** Begin SUPPLIED MATERIAL **
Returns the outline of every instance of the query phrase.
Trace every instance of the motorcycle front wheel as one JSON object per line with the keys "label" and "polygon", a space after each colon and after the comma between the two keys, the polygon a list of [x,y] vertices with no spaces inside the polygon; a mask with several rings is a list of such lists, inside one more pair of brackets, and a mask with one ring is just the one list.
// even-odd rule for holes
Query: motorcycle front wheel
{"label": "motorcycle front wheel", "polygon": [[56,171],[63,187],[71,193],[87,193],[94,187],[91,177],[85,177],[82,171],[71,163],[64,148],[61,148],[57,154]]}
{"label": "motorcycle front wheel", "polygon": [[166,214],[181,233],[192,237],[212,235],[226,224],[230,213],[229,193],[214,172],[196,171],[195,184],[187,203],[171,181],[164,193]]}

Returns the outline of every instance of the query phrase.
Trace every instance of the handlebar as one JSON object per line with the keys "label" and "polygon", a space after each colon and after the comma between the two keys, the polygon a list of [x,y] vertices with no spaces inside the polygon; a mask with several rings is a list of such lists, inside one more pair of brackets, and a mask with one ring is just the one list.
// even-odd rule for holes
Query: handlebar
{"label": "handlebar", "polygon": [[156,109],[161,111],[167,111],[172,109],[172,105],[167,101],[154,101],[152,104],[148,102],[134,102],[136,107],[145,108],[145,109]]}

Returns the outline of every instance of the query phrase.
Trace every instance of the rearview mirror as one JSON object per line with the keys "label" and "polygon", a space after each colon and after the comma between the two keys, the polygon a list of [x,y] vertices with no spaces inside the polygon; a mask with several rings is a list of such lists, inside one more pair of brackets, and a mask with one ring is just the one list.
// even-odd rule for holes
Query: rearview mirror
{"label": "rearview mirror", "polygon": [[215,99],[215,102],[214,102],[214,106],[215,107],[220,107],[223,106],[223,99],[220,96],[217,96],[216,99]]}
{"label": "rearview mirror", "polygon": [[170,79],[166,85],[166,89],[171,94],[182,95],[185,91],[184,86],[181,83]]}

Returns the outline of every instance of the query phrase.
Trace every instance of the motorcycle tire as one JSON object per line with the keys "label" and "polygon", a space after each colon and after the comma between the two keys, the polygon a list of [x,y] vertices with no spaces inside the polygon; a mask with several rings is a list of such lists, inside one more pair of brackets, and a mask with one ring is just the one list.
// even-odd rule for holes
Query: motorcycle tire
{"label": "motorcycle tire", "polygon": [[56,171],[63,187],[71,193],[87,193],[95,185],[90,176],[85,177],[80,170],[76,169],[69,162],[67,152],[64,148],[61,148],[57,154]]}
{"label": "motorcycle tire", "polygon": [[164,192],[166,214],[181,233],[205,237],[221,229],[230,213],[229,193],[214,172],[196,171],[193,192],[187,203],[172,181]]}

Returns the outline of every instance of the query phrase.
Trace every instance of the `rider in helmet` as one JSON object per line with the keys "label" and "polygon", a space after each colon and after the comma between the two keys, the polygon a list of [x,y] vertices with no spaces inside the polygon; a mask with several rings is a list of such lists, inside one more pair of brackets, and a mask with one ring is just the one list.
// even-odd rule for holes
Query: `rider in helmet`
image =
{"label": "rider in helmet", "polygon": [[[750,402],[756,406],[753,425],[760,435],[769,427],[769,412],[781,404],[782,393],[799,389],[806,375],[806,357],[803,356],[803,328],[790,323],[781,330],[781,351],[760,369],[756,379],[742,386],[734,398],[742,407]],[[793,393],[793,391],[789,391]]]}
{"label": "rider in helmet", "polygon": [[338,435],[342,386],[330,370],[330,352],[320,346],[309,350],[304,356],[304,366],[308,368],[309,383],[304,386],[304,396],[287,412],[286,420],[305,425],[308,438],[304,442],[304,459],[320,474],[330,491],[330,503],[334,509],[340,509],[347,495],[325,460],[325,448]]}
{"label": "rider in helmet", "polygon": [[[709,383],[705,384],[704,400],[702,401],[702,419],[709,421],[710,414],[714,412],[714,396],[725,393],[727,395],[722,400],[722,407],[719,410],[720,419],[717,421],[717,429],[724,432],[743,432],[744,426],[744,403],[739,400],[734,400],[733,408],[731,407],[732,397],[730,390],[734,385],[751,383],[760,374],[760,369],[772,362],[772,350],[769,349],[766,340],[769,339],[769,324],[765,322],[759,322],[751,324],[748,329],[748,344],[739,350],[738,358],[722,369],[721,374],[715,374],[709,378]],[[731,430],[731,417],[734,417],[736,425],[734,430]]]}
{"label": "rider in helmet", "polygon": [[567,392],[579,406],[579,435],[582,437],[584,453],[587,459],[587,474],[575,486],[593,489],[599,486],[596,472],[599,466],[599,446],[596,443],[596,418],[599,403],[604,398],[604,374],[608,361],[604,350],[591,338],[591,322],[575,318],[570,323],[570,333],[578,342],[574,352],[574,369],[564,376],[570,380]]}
** End SUPPLIED MATERIAL **
TO DO →
The listing above must be transcribed exactly, line by line.

ANSWER TO THIS PROBLEM →
Returns the outline of every instance of the query phrase.
Trace every instance of the motorcycle front wheel as one JSON object per line with the keys "label" and "polygon", a space after each colon and after the comma between the two keys, the polygon a list of [x,y] vertices with no spaces inside the polygon; a mask with several rings is a list of such lists, inside one more pair of brackets, and a mask with one ring is just the one list.
// even-odd rule for holes
Query: motorcycle front wheel
{"label": "motorcycle front wheel", "polygon": [[56,171],[63,187],[71,193],[87,193],[94,187],[91,177],[85,177],[82,171],[71,163],[64,148],[61,148],[57,154]]}
{"label": "motorcycle front wheel", "polygon": [[166,214],[181,233],[192,237],[212,235],[226,224],[230,213],[229,193],[214,172],[196,171],[195,184],[187,203],[171,181],[164,193]]}

Returns the outline of every instance of the query phrase.
Trace every instance of the handlebar as one JSON object per line with the keys "label" and "polygon", a space after each colon and after the comma between the two keys, the polygon a list of [x,y] vertices with no spaces inside the polygon; a mask with several rings is a list of such lists, inside one more pair of brackets, and a mask with one ring is just the one list.
// even-odd rule for holes
Query: handlebar
{"label": "handlebar", "polygon": [[156,109],[161,111],[167,111],[172,109],[172,105],[167,101],[154,101],[152,104],[148,102],[134,102],[136,107],[145,108],[145,109]]}

Returns the outline of every instance of the query phrase.
Trace every instance of the rearview mirror as one JSON object per line with the keys "label" and "polygon", a space after each colon and after the comma between the two keys, the polygon a list of [x,y] vertices with no spaces inside the polygon; a mask with several rings is a list of such lists, inside one more pair of brackets, and a mask with one ring is just the one list.
// even-odd rule for holes
Query: rearview mirror
{"label": "rearview mirror", "polygon": [[215,99],[215,102],[214,102],[214,106],[215,107],[220,107],[223,106],[223,99],[220,96],[217,96],[216,99]]}
{"label": "rearview mirror", "polygon": [[170,79],[166,85],[166,89],[171,94],[182,95],[185,91],[184,86],[181,83]]}

Returns the outline of every instance of the query phrase.
Trace every instance of the motorcycle tire as one JSON object per line with the keys "label" and "polygon", a space after each colon and after the comma between the two keys, the polygon a list of [x,y] vertices with no spaces inside the polygon; a mask with several rings is a list of such lists, inside one more pair of brackets, and a mask with one ring is just the one list.
// even-odd rule for holes
Query: motorcycle tire
{"label": "motorcycle tire", "polygon": [[56,171],[63,187],[71,193],[87,193],[95,185],[90,176],[85,177],[80,170],[76,169],[69,162],[67,152],[64,148],[61,148],[57,154]]}
{"label": "motorcycle tire", "polygon": [[164,192],[166,214],[181,233],[205,237],[221,229],[230,213],[229,193],[214,172],[196,171],[193,192],[187,203],[172,181]]}

Returns the outline of every instance of the query phrase.
Trace every instance of the `rider in helmet` as one JSON object per line with the keys "label" and "polygon", a space after each colon and after the comma between the two keys, the polygon a list of [x,y] vertices with no spaces inside the polygon; a mask with several rings is a list of such lists, inside one more pair of brackets, and a mask with one ring is just the one list.
// even-odd rule for holes
Query: `rider in helmet`
image =
{"label": "rider in helmet", "polygon": [[[750,402],[756,406],[753,425],[760,435],[769,427],[769,412],[781,404],[782,393],[799,389],[806,375],[806,357],[803,356],[803,328],[790,323],[781,330],[781,351],[760,369],[756,379],[742,386],[734,398],[742,407]],[[793,393],[793,391],[789,391]]]}
{"label": "rider in helmet", "polygon": [[338,435],[342,386],[330,370],[330,352],[320,346],[309,350],[304,356],[304,366],[308,368],[309,383],[304,386],[304,396],[287,412],[286,420],[305,425],[308,438],[304,442],[304,459],[320,474],[330,491],[330,503],[334,509],[340,509],[347,495],[325,460],[325,448]]}
{"label": "rider in helmet", "polygon": [[[709,383],[705,384],[704,400],[702,401],[702,419],[709,421],[710,414],[714,412],[714,396],[725,393],[727,395],[722,400],[722,407],[719,410],[720,419],[717,421],[717,429],[724,432],[743,432],[744,426],[744,403],[739,400],[734,400],[733,408],[731,407],[732,397],[730,390],[734,385],[751,383],[760,374],[760,369],[772,362],[772,350],[769,349],[766,340],[769,339],[769,324],[765,322],[759,322],[751,324],[748,329],[748,344],[739,350],[738,358],[722,369],[721,374],[715,374],[709,378]],[[731,430],[731,417],[734,417],[736,425],[734,430]]]}
{"label": "rider in helmet", "polygon": [[567,392],[579,406],[579,435],[582,437],[584,453],[587,459],[587,474],[575,486],[593,489],[599,486],[596,472],[599,466],[599,446],[596,443],[596,418],[599,403],[604,398],[604,374],[608,361],[604,350],[591,338],[591,322],[575,318],[570,323],[570,333],[578,342],[574,352],[574,369],[564,376],[570,380]]}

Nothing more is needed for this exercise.